=== GIVEN INSTRUCTION ===
Please copy the passage of the Formula 1 tire safety post below word for word, between "High-Speed Blow-Outs Raise" and "genuine safety concerns?", inclusive.

=== TEXT SECTION ===
══════

All posts by seancraddock

High-Speed Blow-Outs Raise Tyre Safety Concerns

For the past few seasons in Formula 1, Pirelli have made tyres which wear faster in order to increase the excitement for watching fans. The idea has lead to teams using different strategies to gain an advantage over their rivals. At this weekend’s Belgian Grand Prix, Sebastian Vettel suffered a right-rear tyre failure after running on the same tyres for 28 laps. Should the incident be dismissed as simply the risk taken with running longer on the tyres, or should there be genuine safety concerns?

The incident wasn’t the first of the weekend. During Friday practice, Nico Rosberg also suffered a right-rear tyre blow-out just 14 laps into his stint. While the two incidents may not be connected, the catastrophic nature of the failures means the results of both could have been a lot worse. Rosberg’s failure occurred at 305kph just before the fast left-hander of Blanchimont, while Vettel’s was at 320kph just after the high speed Eau Rouge and Raidillon corners. Had the failure been mid-corner, the drivers could have been seriously injured.

When Rosberg’s car was returned to the team, they said they had never seen a failure like it. After Pirelli conducted a full investigation, they could not find the cause of the failure. They concluded that it was most likely debris picked up from when Rosberg ran off the track. Rosberg says he did not run off track. This is something Vettel brought up in the drivers’ briefing on Friday. He was not happy with Pirelli’s excuse.

══════

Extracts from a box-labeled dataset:
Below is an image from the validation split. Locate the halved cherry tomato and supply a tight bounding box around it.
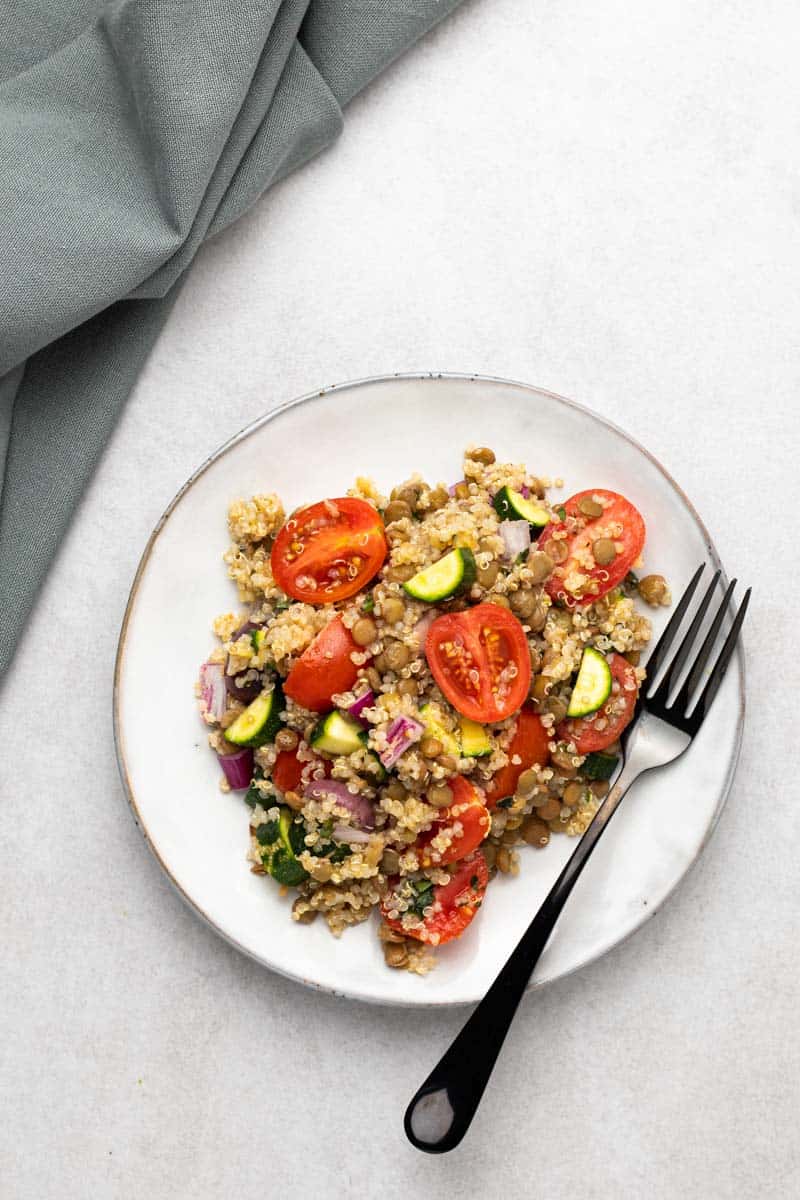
[270,496,386,604]
[425,604,530,725]
[416,775,492,870]
[555,654,639,754]
[283,617,361,713]
[271,750,330,792]
[486,704,551,809]
[381,850,489,946]
[537,487,644,608]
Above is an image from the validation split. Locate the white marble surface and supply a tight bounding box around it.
[0,0,800,1200]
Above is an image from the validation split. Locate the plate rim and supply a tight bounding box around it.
[112,371,746,1009]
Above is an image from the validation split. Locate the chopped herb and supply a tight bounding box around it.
[408,880,433,917]
[264,846,308,888]
[245,767,265,809]
[255,821,278,846]
[289,818,306,854]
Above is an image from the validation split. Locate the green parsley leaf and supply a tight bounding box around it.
[264,846,308,888]
[255,821,278,846]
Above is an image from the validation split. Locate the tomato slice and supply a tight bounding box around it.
[270,496,387,604]
[381,850,489,946]
[537,487,645,608]
[425,604,530,725]
[416,775,492,870]
[486,704,551,809]
[283,617,360,713]
[555,654,639,754]
[271,750,330,792]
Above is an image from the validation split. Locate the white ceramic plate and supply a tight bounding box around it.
[114,374,744,1004]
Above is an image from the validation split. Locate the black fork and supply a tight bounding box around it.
[404,565,751,1154]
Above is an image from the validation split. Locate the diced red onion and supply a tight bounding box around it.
[302,779,375,829]
[380,716,425,770]
[200,662,225,724]
[225,659,264,704]
[333,826,371,845]
[225,620,263,704]
[500,521,530,563]
[348,689,375,730]
[217,746,253,792]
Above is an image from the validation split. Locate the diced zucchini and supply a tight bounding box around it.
[403,546,476,604]
[461,716,492,758]
[225,680,285,746]
[267,846,308,888]
[566,646,612,716]
[420,704,461,758]
[581,751,619,779]
[311,709,367,754]
[261,808,308,888]
[494,486,551,530]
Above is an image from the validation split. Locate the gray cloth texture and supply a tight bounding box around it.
[0,0,459,678]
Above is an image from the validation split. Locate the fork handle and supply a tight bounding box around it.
[404,760,644,1154]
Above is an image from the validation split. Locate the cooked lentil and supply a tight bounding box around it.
[196,446,669,974]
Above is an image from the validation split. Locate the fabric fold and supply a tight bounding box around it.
[0,0,459,676]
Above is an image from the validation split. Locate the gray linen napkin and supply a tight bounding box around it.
[0,0,459,677]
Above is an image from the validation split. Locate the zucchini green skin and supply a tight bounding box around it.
[225,679,285,746]
[255,808,308,888]
[492,485,551,530]
[311,709,367,755]
[581,750,619,779]
[403,546,477,604]
[566,646,612,718]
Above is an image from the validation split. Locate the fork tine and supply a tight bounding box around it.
[654,569,722,706]
[690,588,752,733]
[645,563,705,680]
[674,580,736,713]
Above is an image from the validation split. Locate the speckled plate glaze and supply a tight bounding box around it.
[114,374,744,1006]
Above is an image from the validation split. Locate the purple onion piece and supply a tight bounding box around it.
[348,689,375,730]
[200,662,225,724]
[500,521,530,563]
[225,670,264,704]
[217,746,253,792]
[225,620,264,704]
[303,779,375,829]
[380,716,425,770]
[333,826,369,845]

══════

=== OUTPUT BELOW ===
High-Speed Blow-Outs Raise Tyre Safety Concerns

For the past few seasons in Formula 1, Pirelli have made tyres which wear faster in order to increase the excitement for watching fans. The idea has lead to teams using different strategies to gain an advantage over their rivals. At this weekend’s Belgian Grand Prix, Sebastian Vettel suffered a right-rear tyre failure after running on the same tyres for 28 laps. Should the incident be dismissed as simply the risk taken with running longer on the tyres, or should there be genuine safety concerns?